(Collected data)

Start of Block

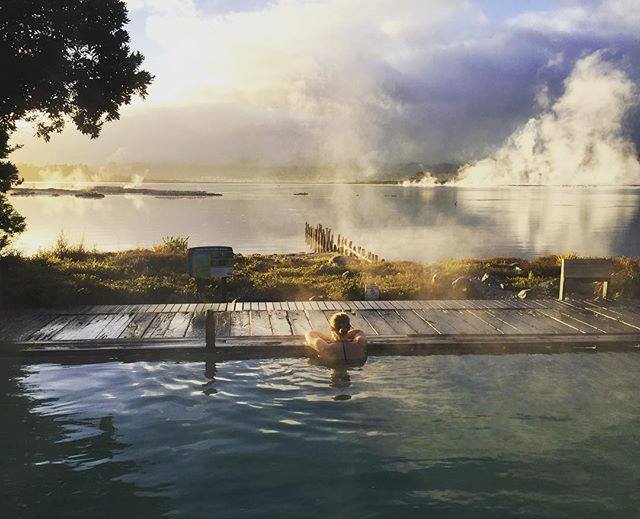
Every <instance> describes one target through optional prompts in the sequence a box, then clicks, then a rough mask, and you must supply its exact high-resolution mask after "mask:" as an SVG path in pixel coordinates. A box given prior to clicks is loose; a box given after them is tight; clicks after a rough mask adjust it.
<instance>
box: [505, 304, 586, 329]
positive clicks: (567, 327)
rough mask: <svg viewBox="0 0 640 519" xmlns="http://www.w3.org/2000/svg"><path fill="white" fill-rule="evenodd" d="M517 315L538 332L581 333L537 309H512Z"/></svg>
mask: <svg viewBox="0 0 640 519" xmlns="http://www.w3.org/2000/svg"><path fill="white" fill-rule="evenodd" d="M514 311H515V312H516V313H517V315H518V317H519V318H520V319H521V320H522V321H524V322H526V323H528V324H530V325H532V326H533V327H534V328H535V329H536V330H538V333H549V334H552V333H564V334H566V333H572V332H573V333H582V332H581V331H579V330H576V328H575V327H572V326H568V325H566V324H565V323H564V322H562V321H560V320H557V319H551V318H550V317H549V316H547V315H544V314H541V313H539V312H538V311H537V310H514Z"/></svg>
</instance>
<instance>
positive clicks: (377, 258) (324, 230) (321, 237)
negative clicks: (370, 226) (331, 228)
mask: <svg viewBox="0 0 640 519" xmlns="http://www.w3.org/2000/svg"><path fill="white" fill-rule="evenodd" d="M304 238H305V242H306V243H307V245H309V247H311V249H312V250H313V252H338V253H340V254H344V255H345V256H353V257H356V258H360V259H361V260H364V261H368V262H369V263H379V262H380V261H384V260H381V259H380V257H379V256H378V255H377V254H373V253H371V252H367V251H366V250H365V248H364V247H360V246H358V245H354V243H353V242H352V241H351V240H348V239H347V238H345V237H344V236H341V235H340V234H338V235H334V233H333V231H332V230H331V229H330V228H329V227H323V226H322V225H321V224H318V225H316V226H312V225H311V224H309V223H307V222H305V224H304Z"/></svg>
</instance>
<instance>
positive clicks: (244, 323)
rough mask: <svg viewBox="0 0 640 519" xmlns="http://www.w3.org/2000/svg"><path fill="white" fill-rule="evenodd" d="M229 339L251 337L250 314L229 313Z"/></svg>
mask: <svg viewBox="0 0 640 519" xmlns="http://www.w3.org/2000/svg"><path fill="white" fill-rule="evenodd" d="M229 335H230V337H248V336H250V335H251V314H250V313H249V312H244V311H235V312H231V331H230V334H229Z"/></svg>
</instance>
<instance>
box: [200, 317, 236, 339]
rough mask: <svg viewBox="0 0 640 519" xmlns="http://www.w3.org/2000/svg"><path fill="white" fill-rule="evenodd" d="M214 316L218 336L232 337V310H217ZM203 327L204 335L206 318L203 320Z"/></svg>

End of Block

WHAT THIS TASK INVOLVES:
Your reply must be one number, namely the count of lines above that hold the string "positive".

EXERCISE RESULT:
3